Required work: Within the entries below, please retype exactly the lines starting with the line that has "shade and record integer pixel coordinates." and going on through the line that has "Target: round stool seat", but not the pictures.

=-=-=-=-=

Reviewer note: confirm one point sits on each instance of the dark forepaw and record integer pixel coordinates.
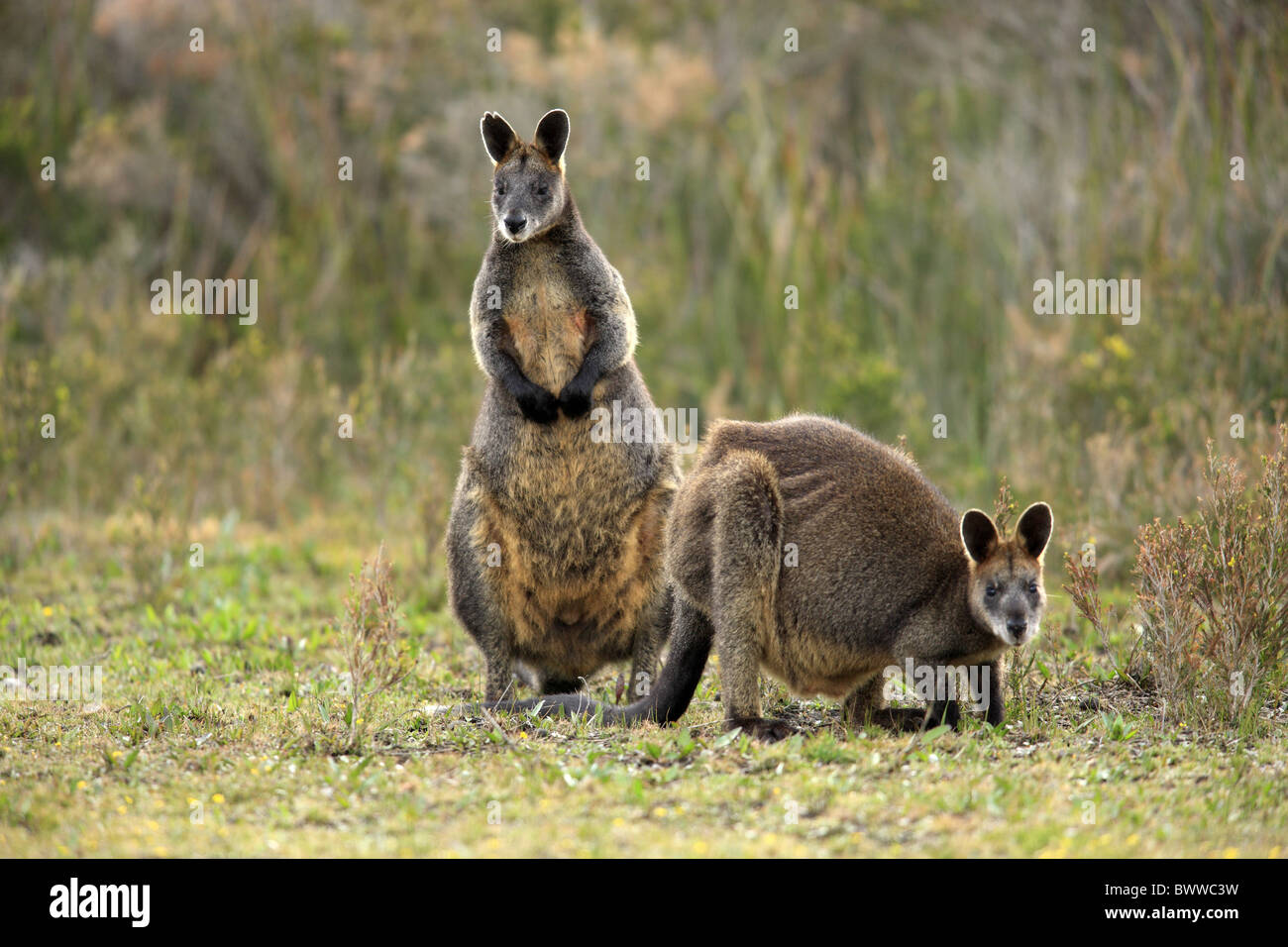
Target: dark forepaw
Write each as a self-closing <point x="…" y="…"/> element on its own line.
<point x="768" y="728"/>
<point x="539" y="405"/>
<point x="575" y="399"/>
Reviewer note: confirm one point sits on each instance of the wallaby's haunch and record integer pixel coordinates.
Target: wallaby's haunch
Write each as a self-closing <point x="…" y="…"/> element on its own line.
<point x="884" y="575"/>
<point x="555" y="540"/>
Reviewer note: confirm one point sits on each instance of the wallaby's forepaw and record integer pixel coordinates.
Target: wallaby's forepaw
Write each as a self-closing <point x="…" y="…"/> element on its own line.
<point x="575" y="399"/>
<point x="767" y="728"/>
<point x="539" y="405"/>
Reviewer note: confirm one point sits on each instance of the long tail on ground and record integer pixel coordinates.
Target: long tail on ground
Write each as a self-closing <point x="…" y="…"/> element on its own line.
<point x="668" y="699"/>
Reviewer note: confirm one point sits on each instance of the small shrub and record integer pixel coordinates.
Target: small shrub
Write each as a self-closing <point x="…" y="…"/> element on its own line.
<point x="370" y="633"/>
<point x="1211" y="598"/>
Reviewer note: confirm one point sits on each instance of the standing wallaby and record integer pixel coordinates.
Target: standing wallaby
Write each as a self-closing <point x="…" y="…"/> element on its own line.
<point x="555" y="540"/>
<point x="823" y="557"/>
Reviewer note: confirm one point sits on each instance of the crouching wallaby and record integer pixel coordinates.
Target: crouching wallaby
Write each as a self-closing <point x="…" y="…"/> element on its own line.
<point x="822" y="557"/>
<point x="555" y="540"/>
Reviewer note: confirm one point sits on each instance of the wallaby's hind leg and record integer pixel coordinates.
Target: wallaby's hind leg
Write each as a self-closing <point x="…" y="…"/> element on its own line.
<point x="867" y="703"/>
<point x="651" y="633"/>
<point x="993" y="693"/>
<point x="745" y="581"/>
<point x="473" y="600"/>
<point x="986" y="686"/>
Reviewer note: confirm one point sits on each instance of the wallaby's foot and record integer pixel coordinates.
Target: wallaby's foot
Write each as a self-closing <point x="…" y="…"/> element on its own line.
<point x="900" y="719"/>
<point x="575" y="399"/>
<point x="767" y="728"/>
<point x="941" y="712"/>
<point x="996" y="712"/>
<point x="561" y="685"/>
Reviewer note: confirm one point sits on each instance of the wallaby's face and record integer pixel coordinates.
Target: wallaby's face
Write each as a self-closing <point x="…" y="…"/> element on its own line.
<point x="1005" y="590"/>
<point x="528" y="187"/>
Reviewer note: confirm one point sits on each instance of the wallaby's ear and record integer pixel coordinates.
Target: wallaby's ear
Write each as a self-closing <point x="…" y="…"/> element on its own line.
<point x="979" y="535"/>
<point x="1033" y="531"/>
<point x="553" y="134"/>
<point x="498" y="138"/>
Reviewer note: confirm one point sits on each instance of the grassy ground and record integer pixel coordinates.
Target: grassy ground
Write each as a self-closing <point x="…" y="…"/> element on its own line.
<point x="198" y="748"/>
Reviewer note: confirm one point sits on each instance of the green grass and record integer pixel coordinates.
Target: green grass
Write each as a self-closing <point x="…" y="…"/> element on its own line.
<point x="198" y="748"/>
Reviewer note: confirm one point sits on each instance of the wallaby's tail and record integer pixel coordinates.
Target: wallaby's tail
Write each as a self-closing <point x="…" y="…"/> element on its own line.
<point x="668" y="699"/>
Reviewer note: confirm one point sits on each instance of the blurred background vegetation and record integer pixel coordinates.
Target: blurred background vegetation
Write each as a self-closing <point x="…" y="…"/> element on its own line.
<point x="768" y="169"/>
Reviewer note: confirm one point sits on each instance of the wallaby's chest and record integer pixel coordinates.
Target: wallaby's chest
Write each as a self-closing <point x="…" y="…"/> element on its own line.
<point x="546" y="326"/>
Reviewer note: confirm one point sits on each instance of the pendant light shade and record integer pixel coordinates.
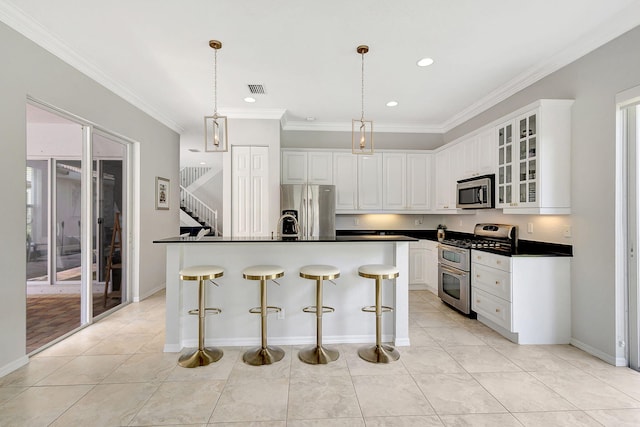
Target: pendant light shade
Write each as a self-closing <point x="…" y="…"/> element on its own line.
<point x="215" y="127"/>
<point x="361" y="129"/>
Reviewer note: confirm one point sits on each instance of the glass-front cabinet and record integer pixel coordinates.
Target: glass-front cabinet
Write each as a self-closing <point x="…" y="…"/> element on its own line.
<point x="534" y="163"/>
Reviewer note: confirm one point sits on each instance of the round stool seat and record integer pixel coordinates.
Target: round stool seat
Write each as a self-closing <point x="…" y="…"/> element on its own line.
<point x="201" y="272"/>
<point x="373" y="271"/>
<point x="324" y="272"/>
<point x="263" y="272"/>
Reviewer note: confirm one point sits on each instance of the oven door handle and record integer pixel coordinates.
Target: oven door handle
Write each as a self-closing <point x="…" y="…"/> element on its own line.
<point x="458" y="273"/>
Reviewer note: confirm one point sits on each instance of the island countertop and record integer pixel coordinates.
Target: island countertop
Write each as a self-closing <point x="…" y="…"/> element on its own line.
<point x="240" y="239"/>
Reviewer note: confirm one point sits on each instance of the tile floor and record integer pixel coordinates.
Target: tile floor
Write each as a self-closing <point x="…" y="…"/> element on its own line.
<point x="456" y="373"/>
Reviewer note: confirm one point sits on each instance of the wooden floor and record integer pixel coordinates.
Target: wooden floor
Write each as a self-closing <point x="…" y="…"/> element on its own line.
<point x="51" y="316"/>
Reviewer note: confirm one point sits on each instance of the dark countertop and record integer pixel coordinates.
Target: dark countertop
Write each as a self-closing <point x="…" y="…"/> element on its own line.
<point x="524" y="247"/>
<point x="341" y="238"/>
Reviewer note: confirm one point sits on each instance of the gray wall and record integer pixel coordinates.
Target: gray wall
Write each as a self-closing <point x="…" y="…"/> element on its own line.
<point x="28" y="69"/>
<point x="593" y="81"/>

=-=-=-=-=

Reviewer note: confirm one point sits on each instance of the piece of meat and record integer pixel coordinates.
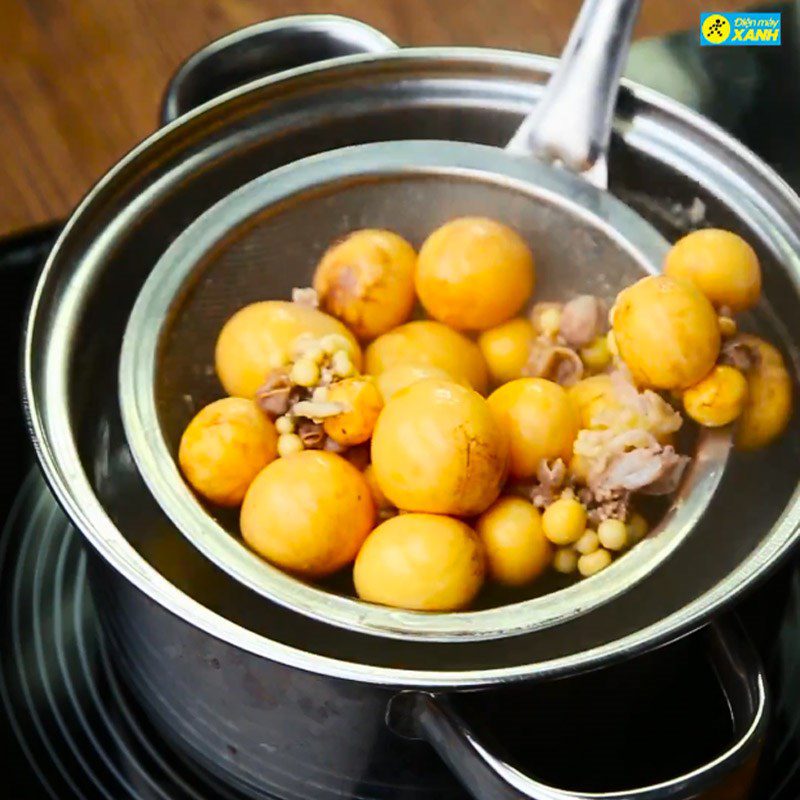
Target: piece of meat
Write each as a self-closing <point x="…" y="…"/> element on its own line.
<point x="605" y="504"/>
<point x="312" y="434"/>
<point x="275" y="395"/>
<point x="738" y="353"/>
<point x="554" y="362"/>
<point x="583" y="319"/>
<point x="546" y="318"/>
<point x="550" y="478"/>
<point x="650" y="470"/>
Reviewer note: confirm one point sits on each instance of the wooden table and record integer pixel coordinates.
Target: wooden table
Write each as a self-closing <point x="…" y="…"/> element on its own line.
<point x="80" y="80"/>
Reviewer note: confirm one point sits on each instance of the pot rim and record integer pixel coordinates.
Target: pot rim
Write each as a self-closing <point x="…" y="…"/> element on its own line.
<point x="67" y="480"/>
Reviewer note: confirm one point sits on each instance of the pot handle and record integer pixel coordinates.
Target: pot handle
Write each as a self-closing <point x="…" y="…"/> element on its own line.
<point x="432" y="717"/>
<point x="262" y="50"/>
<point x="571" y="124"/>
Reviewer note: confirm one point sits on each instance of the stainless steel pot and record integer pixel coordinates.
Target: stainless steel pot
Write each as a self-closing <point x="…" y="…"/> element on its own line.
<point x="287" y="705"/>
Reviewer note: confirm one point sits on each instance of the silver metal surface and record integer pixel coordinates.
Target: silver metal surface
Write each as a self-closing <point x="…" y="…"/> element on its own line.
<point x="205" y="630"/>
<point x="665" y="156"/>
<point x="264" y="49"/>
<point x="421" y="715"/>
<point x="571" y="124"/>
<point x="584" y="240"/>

=-=-=-=-=

Task output:
Reviewer note: confirm one point sits on each instance of the pendant light shade and record integer pixel coordinates.
Target: pendant light shade
Write each as a self-closing <point x="…" y="…"/> element on its own line.
<point x="215" y="127"/>
<point x="361" y="129"/>
Reviewer note: confirm one point sits on each instance of the glass-front cabinet and record integer pixel coordinates.
Target: glass-front cabinet
Write each as a self-closing <point x="…" y="…"/> element on its own line.
<point x="534" y="163"/>
Reviewer note: confirm one point sits on each instance of the round stool seat and record integer pixel coordinates.
Target: round stool seat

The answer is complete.